* START Information supplied *
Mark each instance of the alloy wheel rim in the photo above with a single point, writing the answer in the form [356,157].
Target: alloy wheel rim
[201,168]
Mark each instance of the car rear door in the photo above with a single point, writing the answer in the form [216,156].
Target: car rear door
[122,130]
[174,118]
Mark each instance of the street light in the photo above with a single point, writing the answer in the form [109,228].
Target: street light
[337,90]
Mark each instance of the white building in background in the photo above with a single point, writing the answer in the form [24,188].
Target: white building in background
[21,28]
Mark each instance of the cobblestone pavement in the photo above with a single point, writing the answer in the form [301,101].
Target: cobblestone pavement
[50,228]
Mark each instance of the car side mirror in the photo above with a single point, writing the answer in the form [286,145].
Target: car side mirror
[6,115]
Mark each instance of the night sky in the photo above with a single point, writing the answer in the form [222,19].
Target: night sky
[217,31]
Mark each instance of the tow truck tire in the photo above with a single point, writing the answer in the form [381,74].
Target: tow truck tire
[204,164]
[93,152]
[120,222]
* END Information supplied *
## Exercise requirements:
Put every line of the listing above into a numbered list, leaving out any blank lines.

## Task answer:
1. Mark each instance of the alloy wheel rim in the photo above with a single point, writing the answer in the form [356,157].
2. Target: alloy wheel rim
3. [201,168]
4. Mark each instance of the car rear door in the photo above with a single point, writing the answer in the form [216,156].
5. Target: car rear door
6. [122,130]
7. [174,118]
8. Mark each instance of the street light in the photo above with a single point, writing the answer in the form [109,228].
9. Target: street light
10. [337,90]
11. Mark each instance of the white building in background in the photo above with a single point, writing the answer in the form [24,188].
12. Target: white building in background
13. [21,28]
14. Mark each instance of the cobblestone pavement in the photo above with a single point, writing the answer in the form [301,101].
15. Target: cobblestone pavement
16. [50,228]
17. Mark each instance of the car side mirror in the photo above with a single point, writing the answer in the form [286,145].
18. Target: car side mirror
19. [6,115]
20. Mark each instance of the night sky in the photo above with a single point, writing the answer in the form [222,19].
21. Target: night sky
22. [217,31]
23. Mark each instance of the tow truck tire in the photo above with a single point, writing the answer in the form [381,74].
24. Target: tow truck tire
25. [204,164]
26. [93,152]
27. [120,222]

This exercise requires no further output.